Source passage:
++++++

Professionals readily acknowledge their indebtedness to feminists for calling attention to the problem of rape. However, they fail to understand that feminists themselves recognized the problem of rape only after seeing, in political terms, how rape enables men to have power over women. Feminists saw that their oppression as women stemmed in part from the ability of men to terrorize and intimidate them; and thus recognized the need to organize with other women to eliminate the source of men's unequal power. Professionals often seem not to feel a need to relate to political activism outside of the institutional structures. The pressure which forced institutions to begin to deal with rape in the first place developed out of the political activities of feminists. There
is no reason to believe that further change will come from within those institutions, or from professionals who are accountable only to the institutions.
There are often many excuses given for professionals who ignore community women dealing with rape. Usually the project involved is a rape crisis center which, due to
lack of resources, is unable to provide as comprehensive and as dependable a service as
an institution. Rather than make their skills accessible to these groups, or find ways
of providing resources to these groups, many professionals start their own projects with funding that they are able to obtain because of their professional status. Many community-based, f0minist groups have been asked for free advice by these professionals. Thus, when
it comes to gaining information, skills, etc., professionals are often willing to consider non-professionals working in the issue to be their peers. However, when it comes to determining who should receive the funds in a particular community, or who has credibility, professionals are given automatic preference.
Basically, we feel it is necessary to examine many of the premises upon which professionalism rests, not just within anti-rape organizing, but in terms of the general implications of professionalism in our society.
We do this not with the intention of disparaging individual professionals, many of whom are a progressive element within their various fields.

++++++

Data extracts:
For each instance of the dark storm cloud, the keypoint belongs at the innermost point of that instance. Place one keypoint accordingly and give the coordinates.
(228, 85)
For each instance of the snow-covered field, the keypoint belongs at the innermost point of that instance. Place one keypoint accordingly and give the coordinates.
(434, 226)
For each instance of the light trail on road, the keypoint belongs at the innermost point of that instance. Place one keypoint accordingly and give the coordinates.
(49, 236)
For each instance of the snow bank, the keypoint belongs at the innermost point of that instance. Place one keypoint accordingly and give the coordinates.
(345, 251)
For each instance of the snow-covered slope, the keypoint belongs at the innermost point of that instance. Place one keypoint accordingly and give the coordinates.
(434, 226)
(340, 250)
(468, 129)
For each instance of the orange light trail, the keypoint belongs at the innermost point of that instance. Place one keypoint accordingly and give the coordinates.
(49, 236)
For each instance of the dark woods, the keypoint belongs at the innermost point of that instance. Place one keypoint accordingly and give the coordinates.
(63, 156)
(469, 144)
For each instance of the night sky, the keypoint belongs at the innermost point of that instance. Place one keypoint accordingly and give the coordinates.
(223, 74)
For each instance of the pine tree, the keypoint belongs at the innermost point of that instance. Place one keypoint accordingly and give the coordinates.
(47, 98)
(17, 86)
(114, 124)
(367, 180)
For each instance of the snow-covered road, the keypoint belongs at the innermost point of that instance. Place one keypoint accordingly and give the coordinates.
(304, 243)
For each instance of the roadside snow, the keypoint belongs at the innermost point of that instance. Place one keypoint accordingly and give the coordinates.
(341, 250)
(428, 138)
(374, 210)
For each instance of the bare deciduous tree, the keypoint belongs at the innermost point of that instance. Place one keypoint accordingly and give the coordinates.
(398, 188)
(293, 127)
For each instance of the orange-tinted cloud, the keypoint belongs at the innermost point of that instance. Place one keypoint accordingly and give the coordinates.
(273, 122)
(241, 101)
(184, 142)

++++++

Activity: Rewrite everything in the passage on professionals and anti-rape work from "Basically, we feel" down to "their various fields.", changing "premises" to "assumptions".

Solution for this problem:
Basically, we feel it is necessary to examine many of the assumptions upon which professionalism rests, not just within anti-rape organizing, but in terms of the general implications of professionalism in our society.
We do this not with the intention of disparaging individual professionals, many of whom are a progressive element within their various fields.